- Source passage

Start of Block

I’m cannot tell you. It’s impossible. I’m completely unable. It’s beyond possibility.
I’ve lost all ability to describe, to articulate, to state my case. Words escape me, they’ve lost the power to provide meaning, to show scope, to correctly paint the picture in my heart. For a man who uses words to bring his dream alive, I am totally out of sorts.
I hear your voice and I want to scream to the heavens, but there are no words. I try, but my vocabulary fails. I want to give you my heart, but my mind cannot grasp the waves of emotion pulsing throughout me. I want to share with you my soul, but my humanness lies helpless in the sea of feelings, unable to give you what I hold most sacred.
I need to kiss you, to hold your hand, to love you in the glorious flicker of our loving flame. I want to whisper in your ear, speak to you through my fingertips, offer you the deepest parts of me that are too heavy for words alone to carry. I want to feel your weight bear down on me, hear you say my name in the darkness of our sleep, feel your warmth in the moments the sun shall rise.
The words escape me, my dear. My brush has gone dry though my palette is overflowing. My canvas is empty though the colors run through my entirety. I’m lost in my own discovery, found in the avalanche of truth the very thought of you pours all over my Being. I am an alpha in a sea of pups, though I’ve lost my bark. I am helpless save the strength of the reality that flows through my fingers, the power that beats through my heart, and the clarity that has washed all over me.
I wish I could do more, write a beautiful prose or paint a masterpiece that does you the honor you deserve. I am, however, powerless in the face of the truth, benign in the presence of the love welling up inside me. I must just lay here, silent and forever failing to tell you my honest truth.

End of Block

Image point grounding data
Start of Block

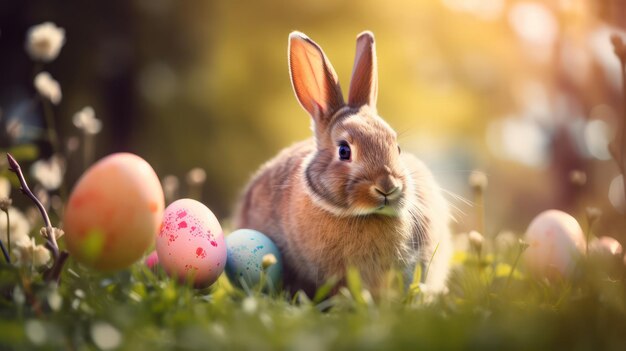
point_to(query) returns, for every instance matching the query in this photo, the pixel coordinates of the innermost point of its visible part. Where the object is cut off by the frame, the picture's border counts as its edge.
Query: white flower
(48, 88)
(106, 336)
(20, 227)
(44, 41)
(196, 176)
(5, 188)
(249, 305)
(41, 255)
(86, 121)
(476, 239)
(49, 173)
(27, 251)
(478, 180)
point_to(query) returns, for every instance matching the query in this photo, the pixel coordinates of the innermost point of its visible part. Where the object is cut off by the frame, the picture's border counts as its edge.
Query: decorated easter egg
(556, 244)
(190, 244)
(249, 253)
(113, 212)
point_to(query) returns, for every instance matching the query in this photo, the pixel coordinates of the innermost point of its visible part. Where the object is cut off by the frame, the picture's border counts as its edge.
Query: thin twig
(5, 253)
(620, 51)
(8, 233)
(50, 238)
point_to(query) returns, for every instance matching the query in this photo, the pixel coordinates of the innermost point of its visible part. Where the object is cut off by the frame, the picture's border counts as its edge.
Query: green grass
(488, 307)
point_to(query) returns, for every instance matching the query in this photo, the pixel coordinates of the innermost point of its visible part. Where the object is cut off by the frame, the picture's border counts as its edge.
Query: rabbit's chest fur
(315, 243)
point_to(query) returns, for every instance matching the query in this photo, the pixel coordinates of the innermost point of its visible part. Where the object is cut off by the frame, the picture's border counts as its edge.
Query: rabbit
(348, 196)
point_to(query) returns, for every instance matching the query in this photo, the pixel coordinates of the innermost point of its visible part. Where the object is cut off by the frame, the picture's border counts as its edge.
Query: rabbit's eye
(344, 152)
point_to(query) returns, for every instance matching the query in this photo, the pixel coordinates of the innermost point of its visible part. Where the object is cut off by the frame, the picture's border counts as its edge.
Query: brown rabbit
(347, 196)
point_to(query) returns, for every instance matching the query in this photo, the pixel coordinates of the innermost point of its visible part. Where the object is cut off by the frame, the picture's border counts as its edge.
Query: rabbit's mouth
(387, 210)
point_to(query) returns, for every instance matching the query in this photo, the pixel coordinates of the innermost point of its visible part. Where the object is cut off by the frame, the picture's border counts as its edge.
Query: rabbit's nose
(389, 187)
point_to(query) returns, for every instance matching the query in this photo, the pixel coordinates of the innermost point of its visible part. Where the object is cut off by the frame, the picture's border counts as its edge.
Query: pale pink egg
(114, 212)
(190, 244)
(556, 244)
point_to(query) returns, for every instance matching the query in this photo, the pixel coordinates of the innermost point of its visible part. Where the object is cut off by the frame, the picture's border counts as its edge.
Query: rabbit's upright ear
(364, 83)
(314, 80)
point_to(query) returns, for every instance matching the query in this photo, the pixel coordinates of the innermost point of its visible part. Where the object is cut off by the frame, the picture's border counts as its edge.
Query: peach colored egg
(556, 244)
(190, 244)
(114, 212)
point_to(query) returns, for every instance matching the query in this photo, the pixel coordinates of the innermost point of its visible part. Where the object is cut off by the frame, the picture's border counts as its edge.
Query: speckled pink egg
(556, 244)
(113, 212)
(152, 260)
(190, 244)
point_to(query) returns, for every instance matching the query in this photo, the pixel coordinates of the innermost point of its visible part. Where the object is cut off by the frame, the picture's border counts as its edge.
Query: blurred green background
(526, 91)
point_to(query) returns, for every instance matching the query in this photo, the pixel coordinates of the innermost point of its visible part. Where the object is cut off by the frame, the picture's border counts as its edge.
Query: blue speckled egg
(244, 263)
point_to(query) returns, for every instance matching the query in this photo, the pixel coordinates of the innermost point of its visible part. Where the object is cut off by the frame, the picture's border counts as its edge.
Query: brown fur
(379, 210)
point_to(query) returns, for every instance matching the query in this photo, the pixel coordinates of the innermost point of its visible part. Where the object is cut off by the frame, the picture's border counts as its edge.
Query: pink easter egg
(113, 212)
(556, 244)
(190, 244)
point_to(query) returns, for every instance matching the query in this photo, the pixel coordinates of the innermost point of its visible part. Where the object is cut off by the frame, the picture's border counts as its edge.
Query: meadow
(517, 107)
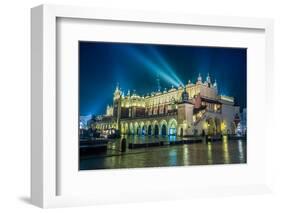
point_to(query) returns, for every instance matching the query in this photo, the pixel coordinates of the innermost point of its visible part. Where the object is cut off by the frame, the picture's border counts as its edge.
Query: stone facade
(194, 109)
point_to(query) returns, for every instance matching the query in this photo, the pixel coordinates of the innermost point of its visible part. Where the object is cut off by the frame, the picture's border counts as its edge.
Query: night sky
(136, 67)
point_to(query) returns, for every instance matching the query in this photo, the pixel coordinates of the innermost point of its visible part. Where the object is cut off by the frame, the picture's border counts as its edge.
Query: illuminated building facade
(193, 109)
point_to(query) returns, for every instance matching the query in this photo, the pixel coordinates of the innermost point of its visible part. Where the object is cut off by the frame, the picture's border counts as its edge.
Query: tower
(158, 84)
(117, 98)
(199, 79)
(185, 114)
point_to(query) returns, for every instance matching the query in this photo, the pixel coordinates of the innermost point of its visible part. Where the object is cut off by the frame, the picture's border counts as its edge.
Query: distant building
(192, 109)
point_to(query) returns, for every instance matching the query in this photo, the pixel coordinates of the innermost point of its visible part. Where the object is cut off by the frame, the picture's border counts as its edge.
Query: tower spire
(199, 79)
(158, 83)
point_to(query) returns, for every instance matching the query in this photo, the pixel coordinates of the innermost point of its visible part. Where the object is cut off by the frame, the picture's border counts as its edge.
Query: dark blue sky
(136, 67)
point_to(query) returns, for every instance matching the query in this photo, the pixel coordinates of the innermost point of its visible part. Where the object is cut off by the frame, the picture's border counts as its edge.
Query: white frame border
(43, 89)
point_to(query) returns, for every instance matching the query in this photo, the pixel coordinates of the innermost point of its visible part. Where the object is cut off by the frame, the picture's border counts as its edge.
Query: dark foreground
(219, 152)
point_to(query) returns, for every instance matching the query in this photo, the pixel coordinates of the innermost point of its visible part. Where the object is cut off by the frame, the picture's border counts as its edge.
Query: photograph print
(160, 105)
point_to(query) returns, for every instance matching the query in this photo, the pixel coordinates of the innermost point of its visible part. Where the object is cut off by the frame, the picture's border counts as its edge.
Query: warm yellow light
(223, 126)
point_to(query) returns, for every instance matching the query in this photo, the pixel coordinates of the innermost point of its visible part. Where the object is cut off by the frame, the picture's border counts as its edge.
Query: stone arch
(233, 128)
(142, 128)
(163, 127)
(126, 127)
(155, 128)
(136, 128)
(218, 125)
(172, 127)
(211, 126)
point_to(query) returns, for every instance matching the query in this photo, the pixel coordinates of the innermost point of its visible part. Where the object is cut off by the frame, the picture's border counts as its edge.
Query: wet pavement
(219, 152)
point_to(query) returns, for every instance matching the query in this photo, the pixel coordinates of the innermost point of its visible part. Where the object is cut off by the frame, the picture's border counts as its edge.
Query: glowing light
(153, 67)
(165, 65)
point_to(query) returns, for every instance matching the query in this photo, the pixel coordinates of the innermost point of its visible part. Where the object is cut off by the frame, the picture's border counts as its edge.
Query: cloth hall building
(193, 109)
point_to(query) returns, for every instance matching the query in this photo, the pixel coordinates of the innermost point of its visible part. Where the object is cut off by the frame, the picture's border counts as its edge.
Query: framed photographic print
(148, 105)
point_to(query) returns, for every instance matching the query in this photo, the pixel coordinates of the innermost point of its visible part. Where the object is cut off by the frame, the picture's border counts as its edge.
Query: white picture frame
(44, 154)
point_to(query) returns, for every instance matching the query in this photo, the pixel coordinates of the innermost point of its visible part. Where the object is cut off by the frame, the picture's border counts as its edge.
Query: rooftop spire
(208, 79)
(158, 83)
(199, 79)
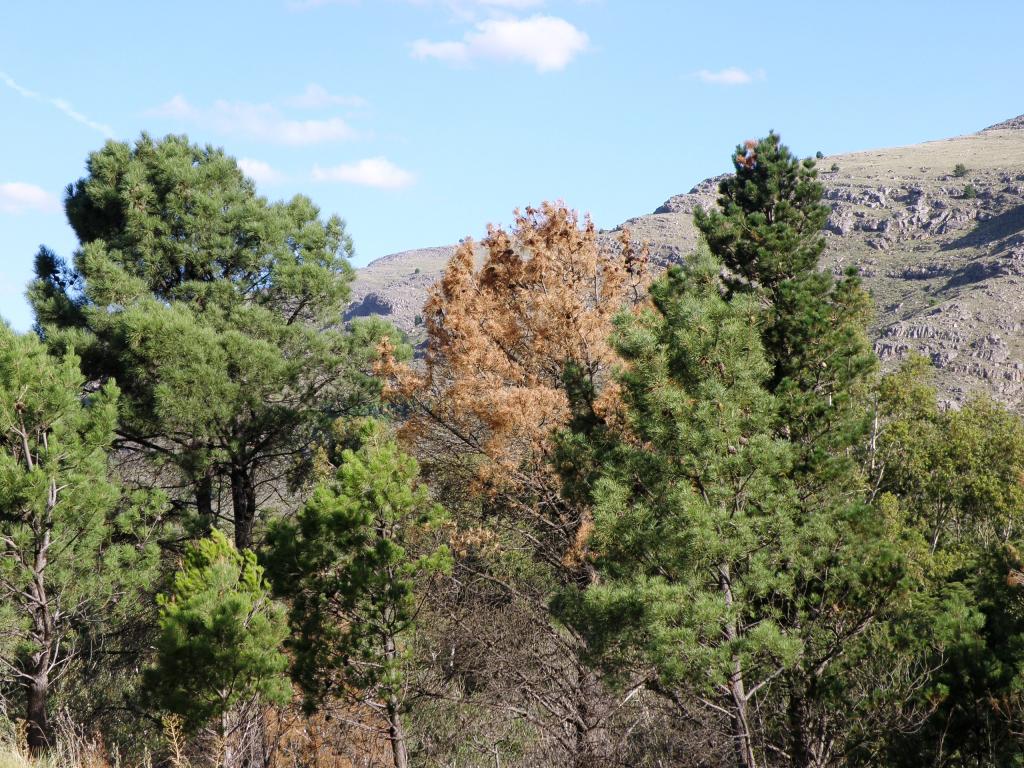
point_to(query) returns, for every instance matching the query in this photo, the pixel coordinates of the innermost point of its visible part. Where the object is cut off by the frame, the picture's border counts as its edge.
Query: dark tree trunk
(204, 503)
(737, 693)
(396, 734)
(36, 717)
(799, 752)
(244, 507)
(591, 749)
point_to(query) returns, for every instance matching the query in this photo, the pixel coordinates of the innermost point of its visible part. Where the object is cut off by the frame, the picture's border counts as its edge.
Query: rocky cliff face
(942, 253)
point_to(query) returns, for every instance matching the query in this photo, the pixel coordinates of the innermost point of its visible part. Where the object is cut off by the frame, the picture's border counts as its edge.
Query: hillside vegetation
(946, 271)
(643, 499)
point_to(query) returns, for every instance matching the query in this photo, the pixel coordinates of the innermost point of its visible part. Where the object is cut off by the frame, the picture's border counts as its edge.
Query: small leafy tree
(349, 563)
(219, 649)
(71, 552)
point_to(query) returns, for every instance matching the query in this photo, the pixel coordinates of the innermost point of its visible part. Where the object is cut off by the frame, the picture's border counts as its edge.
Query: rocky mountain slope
(941, 252)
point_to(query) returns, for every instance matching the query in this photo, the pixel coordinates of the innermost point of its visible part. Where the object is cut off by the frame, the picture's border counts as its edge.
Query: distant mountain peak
(1014, 124)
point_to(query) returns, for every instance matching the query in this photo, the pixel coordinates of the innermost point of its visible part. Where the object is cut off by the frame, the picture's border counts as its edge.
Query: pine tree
(349, 563)
(216, 312)
(220, 644)
(72, 549)
(849, 569)
(768, 232)
(693, 514)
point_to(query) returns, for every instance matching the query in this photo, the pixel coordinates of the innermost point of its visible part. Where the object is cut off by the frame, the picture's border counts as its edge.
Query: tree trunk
(799, 753)
(204, 503)
(38, 687)
(396, 734)
(244, 507)
(36, 717)
(591, 711)
(740, 721)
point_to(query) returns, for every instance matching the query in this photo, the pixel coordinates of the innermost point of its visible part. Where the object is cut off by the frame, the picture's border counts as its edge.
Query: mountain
(939, 247)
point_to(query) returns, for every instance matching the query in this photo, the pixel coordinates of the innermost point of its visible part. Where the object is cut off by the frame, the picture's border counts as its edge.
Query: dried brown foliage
(500, 338)
(481, 411)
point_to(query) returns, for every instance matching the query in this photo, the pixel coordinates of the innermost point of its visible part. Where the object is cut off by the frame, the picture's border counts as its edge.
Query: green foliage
(73, 552)
(693, 513)
(349, 563)
(770, 224)
(220, 636)
(955, 476)
(216, 311)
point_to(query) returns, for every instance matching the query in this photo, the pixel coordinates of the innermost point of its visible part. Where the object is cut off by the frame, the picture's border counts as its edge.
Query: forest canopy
(609, 513)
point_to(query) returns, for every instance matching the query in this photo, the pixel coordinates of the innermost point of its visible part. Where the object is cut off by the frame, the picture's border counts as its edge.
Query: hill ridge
(941, 251)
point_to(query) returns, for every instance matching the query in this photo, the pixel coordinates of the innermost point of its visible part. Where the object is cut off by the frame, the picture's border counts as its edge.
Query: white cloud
(729, 76)
(58, 103)
(17, 197)
(378, 172)
(259, 171)
(257, 121)
(546, 42)
(315, 96)
(307, 4)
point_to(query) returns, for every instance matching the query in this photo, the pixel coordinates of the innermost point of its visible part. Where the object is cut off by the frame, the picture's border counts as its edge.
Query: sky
(421, 121)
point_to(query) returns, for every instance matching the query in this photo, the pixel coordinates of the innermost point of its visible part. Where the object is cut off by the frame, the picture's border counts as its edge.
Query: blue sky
(420, 121)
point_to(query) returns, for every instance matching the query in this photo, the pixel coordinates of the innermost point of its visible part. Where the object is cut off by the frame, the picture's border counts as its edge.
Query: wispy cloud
(316, 96)
(57, 103)
(262, 122)
(18, 197)
(377, 172)
(549, 43)
(259, 171)
(729, 76)
(307, 4)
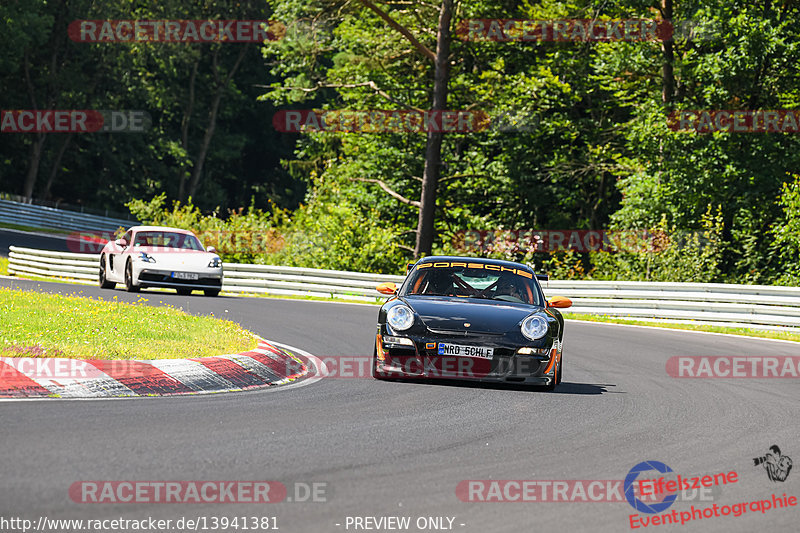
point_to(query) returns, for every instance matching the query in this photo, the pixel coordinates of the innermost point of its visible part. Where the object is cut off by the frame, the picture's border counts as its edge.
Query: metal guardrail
(37, 216)
(750, 306)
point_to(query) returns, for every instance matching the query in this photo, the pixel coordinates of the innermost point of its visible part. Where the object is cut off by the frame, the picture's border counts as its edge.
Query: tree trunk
(433, 150)
(54, 168)
(212, 121)
(187, 117)
(33, 166)
(667, 70)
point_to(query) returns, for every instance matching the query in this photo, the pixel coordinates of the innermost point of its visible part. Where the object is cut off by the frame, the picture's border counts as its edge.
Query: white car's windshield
(167, 239)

End of Block

- What to do
**a)** Copy the passage on being unable to find words from "The words escape" up to and including "my honest truth.".
**b)** Proceed with the passage on being unable to find words, picking up after its final sentence.

- Answers to the exercise
**a)**
The words escape me, my dear. My brush has gone dry though my palette is overflowing. My canvas is empty though the colors run through my entirety. I’m lost in my own discovery, found in the avalanche of truth the very thought of you pours all over my Being. I am an alpha in a sea of pups, though I’ve lost my bark. I am helpless save the strength of the reality that flows through my fingers, the power that beats through my heart, and the clarity that has washed all over me.
I wish I could do more, write a beautiful prose or paint a masterpiece that does you the honor you deserve. I am, however, powerless in the face of the truth, benign in the presence of the love welling up inside me. I must just lay here, silent and forever failing to tell you my honest truth.

**b)**
Love. What a wonderful experience, what a certain moment! I think I’ll enjoy being so small, and surrender to our unity. I think I’ll bask in the glow of a certainly uncertain future, the unbroken promise, the unspoken truth and the undeniable openness. I think I’ll just wait for the flower to bloom and its sweet fragrance to fill this space. I may go crazy in the process, but I’ll be patient in my restlessness. I’ll explode in silent containment, the great fire within me will seem a tiny spark.
Except to you. You will see it all, because though the words escape me we tell each other everything. Sometimes that’s just the way it is, for love has a vocabulary of its own. We speak that language well, though I fumble with the ink that always seems to dry before it hits your paper.
Soon I’ll be writing with a different pen, painting with a different brush. We won’t need many words then, though I am sure they’ll flow easily between us. Then the words that escape me will not escape you, and the love we share will light the evening sky like a million suns all speaking words of their very own.
In this moment that seems to have lasted forever, I find the words that matter. The only words that find their way from my heart. I love you…and in the end I guess I’ve said it all.